● Activity
Pull every line of the entries that has the word "green".

● Exercise data
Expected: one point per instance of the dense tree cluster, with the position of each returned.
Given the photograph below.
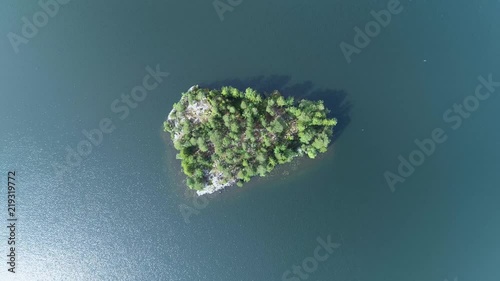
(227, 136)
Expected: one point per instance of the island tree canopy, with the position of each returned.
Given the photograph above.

==

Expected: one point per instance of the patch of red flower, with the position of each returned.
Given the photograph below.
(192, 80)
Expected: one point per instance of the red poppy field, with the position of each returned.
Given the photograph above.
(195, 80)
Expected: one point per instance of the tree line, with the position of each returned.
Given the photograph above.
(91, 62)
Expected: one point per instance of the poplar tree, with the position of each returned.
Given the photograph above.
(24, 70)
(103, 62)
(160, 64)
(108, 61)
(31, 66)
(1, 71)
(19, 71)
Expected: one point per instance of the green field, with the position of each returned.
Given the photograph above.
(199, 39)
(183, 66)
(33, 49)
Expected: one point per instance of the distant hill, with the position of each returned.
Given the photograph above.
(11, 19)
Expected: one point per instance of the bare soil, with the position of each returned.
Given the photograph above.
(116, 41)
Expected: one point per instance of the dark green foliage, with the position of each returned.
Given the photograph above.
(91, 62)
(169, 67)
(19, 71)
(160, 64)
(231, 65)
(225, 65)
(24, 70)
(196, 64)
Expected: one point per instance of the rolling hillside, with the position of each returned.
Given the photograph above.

● Response area
Expected: one point per instance of the green field, with the position of each returned.
Expected: one point per instance of the dark green foliage, with the position of each returned.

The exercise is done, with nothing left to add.